[[ Passage to read open ]]

The upcoming book’s working title is “The Stories of our Fathers” after the original study, and explores the nature of father/son relationships, drawing largely on the narratives of recovery from men who have been injured in their relationship with their father.
Dr. Dadson expects the book to be a helpful resource for healing and self-discovery, and has gone to great lengths to bring valuable insights gained from the academic study to the general public in an accessible, engaging format.
Dr. Michael Dadson states:
“The book should give you the opportunity to develop insight and engage in a process of change, being guided with narrative therapy.
The word ‘narrative’ means ‘story.’
You are telling yourself your own story. And you grow to know yourself because you know the character in your story.
By engaging in these stories and the exercises, you can reflect on how your own past stories, and your own past experiences with your own father, affect your behavior today.
Then you can decide if you want to make some changes. There is a path forward”
Mothers, sisters, daughters, wives will want this book for the men in their lives
In writing the book, Dadson has spoken to numerous women about the subject matter and has been amazed at the level of interest from women.
“My fondest hope is that this book will be read by not only fathers and sons, but by mothers, wives, sisters, and daughters. The issues I am writing about affect all of us and ideally, we can help each other to achieve better mental health. I believe my book will help.”
Gender role strain and the “gender debate” – why men need specific psychological tools
Cultural norms around gender stereotypes are evolving rapidly today. Increasingly polemic attitudes towards, and expectations of, masculine vs. feminine roles are, in fact, causing men more psychological challenges than it would appear.
Today, in Western culture, many traditional concepts of masculinity and femininity are being challenged and new concepts are arising, causing confusion, conflict, and stress for a wide swath of society.
Men, women, and transgendered individuals alike can all suffer from gender role strain (GRS).
One of the most troubling elements of male mental health is the fact that men customarily will not seek help for their mental health issues, and the preponderance of successful suicide is male.

[[ Passage to read closed ]]
[[ Excerpted data open ]]

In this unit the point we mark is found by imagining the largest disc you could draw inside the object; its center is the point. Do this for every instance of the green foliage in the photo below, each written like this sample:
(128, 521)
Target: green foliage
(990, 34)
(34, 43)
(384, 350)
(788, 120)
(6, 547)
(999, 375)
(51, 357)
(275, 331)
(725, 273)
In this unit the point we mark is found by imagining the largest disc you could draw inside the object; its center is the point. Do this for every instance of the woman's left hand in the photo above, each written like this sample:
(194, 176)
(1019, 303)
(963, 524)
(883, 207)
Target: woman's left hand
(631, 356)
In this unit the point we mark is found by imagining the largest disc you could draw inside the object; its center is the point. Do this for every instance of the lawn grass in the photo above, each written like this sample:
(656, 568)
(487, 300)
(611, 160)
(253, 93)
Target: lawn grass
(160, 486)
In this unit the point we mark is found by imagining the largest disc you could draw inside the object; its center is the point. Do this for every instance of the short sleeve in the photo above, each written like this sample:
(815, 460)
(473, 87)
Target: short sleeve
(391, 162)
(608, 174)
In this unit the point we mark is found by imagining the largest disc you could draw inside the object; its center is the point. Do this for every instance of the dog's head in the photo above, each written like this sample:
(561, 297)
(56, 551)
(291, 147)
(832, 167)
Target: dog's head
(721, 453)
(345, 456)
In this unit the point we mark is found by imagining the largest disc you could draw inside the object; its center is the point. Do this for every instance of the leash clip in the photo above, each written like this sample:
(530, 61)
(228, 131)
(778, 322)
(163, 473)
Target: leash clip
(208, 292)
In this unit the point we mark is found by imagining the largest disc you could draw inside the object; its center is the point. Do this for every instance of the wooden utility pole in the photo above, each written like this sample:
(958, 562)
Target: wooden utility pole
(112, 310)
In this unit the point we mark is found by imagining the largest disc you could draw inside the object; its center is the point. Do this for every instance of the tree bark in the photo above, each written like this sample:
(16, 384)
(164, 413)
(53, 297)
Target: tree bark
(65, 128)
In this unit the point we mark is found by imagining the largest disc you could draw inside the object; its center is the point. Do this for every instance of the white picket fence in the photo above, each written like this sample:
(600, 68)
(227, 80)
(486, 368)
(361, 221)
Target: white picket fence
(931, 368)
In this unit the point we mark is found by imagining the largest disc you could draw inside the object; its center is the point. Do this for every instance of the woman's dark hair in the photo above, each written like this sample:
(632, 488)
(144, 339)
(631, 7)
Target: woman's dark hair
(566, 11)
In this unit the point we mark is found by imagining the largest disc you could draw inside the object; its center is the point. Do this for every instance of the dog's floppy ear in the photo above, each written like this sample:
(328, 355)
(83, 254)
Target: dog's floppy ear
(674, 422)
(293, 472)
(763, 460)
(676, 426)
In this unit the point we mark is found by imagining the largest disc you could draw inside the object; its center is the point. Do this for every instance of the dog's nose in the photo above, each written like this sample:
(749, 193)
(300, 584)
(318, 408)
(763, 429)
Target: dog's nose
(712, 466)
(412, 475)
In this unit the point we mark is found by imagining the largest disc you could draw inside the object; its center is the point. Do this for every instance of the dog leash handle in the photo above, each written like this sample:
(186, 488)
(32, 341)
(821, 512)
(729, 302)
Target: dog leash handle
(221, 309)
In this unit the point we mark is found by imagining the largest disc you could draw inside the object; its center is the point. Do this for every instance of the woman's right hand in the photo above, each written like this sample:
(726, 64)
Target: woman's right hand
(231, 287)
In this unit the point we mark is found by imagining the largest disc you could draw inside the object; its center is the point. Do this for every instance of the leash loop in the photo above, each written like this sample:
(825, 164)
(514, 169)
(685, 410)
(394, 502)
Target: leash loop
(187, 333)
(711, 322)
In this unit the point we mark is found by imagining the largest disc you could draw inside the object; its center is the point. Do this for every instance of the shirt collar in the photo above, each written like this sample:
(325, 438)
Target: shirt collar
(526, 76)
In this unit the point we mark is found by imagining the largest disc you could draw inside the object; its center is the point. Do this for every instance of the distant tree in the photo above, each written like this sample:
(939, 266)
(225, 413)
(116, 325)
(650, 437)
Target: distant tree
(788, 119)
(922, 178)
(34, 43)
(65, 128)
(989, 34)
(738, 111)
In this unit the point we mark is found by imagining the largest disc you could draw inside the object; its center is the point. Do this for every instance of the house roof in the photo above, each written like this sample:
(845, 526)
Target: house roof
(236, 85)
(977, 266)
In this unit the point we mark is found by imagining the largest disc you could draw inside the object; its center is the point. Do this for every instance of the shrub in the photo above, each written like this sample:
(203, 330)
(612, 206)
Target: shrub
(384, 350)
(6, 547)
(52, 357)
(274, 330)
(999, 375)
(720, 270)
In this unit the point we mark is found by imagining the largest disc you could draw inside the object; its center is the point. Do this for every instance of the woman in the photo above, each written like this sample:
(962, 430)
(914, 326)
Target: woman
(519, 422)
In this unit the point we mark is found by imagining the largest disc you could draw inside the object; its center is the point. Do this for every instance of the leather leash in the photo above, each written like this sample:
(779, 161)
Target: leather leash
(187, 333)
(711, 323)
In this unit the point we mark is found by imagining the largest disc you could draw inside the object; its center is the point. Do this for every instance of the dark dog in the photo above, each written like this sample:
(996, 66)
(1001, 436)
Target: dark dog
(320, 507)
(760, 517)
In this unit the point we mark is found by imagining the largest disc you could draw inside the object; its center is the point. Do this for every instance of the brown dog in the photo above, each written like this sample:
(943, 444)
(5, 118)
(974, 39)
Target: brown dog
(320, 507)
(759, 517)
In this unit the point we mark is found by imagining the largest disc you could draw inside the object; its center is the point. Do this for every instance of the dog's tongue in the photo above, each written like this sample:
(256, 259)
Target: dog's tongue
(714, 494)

[[ Excerpted data closed ]]

• **Check your understanding**
1: Duplicate the section of the text about Dr. Dadson's book starting with "The word ‘narrative’" and going on through "your behavior today.".
2: Answer these questions using the text about Dr. Dadson's book.
(a) What is the working title of the upcoming book?
(b) What does the word "narrative" mean, according to Dr. Dadson?
(c) Which sex accounts for the preponderance of successful suicide?
3: Decide whether each statement below agrees with the text about Dr. Dadson's book, and quote the words from the text that settle it.
(a) The book draws largely on the narratives of recovery from women.
(b) Dadson has been amazed at the level of interest from women.
(c) Men customarily seek help for their mental health issues.

• **Solutions to the problems**
1:
The word ‘narrative’ means ‘story.’
You are telling yourself your own story. And you grow to know yourself because you know the character in your story.
By engaging in these stories and the exercises, you can reflect on how your own past stories, and your own past experiences with your own father, affect your behavior today.

2:
(a) "The Stories of our Fathers"
(b) It means "story."
(c) Male.

3:
(a) No: "drawing largely on the narratives of recovery from men who have been injured in their relationship with their father"
(b) Yes: "has been amazed at the level of interest from women"
(c) No: "men customarily will not seek help for their mental health issues"